_Page extract_:
------------------------------------------------

On the night of Friday, August 11th, from just after it gets dark out until dawn the next morning, you can observe the annual Perseid meteor shower, which is usually one of the best meteor showers of the year. Unfortunately, this year’s conditions won’t be ideal, because a bright waxing gibbous Moon will interfere. Whenever there’s a bright Moon in the sky, 90 percent of the fainter meteors are hidden from view. But it’s still worth watching, because some meteors could be bright.
Here’s what you do. Just go outside late Friday night until dawn Saturday morning, after midnight you’ll usually see more meteors.
- Rule #1: "Make sure it’s clear out," because, if it’s clouded over or raining you won’t see one single meteor.
- Rule #2: "Get as far away from city lights as possible." Because even though you may see a handful of the brightest meteors from city locations, nevertheless, city lights, like Moonlight, flood the sky with so much sky glow that it can hide meteors from view.
- Rule #3: "Observe while lying on the ground on a blanket or in a lawn chair."
- Rule #4: "Stay outside for at least a couple of hours, preferably after midnight, and have plenty of patience."
If you follow these rules, you should see several meteors per hour. Simply lay back and constantly scan the sky and, usually when you least expect it, a meteor or even two will zip across the sky.

------------------------------------------------

_Stored records_:

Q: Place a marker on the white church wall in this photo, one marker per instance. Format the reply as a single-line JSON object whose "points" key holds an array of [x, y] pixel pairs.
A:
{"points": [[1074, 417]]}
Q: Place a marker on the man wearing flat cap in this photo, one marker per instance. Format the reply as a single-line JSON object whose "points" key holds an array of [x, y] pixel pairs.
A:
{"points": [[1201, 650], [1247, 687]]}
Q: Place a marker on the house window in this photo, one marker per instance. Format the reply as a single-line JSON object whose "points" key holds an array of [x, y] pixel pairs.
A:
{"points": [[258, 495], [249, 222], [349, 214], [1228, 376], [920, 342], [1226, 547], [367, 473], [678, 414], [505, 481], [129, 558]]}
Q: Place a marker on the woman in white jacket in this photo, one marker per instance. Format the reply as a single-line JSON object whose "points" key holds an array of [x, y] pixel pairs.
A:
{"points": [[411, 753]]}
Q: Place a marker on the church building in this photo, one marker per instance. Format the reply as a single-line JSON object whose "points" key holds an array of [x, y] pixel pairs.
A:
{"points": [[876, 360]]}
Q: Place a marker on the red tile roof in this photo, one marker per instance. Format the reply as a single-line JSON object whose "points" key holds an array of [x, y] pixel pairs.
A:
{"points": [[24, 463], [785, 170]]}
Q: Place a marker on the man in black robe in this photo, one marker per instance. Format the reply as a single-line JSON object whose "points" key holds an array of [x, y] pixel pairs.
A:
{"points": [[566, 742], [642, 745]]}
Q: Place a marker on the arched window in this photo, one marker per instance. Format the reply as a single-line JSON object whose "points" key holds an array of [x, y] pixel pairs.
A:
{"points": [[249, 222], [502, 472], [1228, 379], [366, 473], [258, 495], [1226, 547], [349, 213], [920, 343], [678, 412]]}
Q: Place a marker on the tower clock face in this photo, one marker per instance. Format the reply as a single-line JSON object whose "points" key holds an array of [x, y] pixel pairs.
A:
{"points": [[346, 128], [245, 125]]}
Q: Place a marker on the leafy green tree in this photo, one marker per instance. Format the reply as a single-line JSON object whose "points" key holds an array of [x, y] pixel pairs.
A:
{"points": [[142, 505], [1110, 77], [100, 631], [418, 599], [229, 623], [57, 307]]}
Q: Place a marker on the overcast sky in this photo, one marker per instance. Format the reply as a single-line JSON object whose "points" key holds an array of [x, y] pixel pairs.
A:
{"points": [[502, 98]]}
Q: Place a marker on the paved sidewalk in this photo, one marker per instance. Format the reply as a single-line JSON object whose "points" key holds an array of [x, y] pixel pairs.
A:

------------------------------------------------

_Problems_:
a. According to the meteor shower text, why won't this year's viewing conditions be ideal? Answer in one to three sentences.
b. Can you reproduce verbatim the stretch of the meteor shower text from "On the night" through "could be bright."?
This data was taken from a separate source.

_Task answers_:
a. A bright waxing gibbous Moon will be in the sky and interfere with viewing. Whenever a bright Moon is up, 90 percent of the fainter meteors are hidden from view.

b.
On the night of Friday, August 11th, from just after it gets dark out until dawn the next morning, you can observe the annual Perseid meteor shower, which is usually one of the best meteor showers of the year. Unfortunately, this year’s conditions won’t be ideal, because a bright waxing gibbous Moon will interfere. Whenever there’s a bright Moon in the sky, 90 percent of the fainter meteors are hidden from view. But it’s still worth watching, because some meteors could be bright.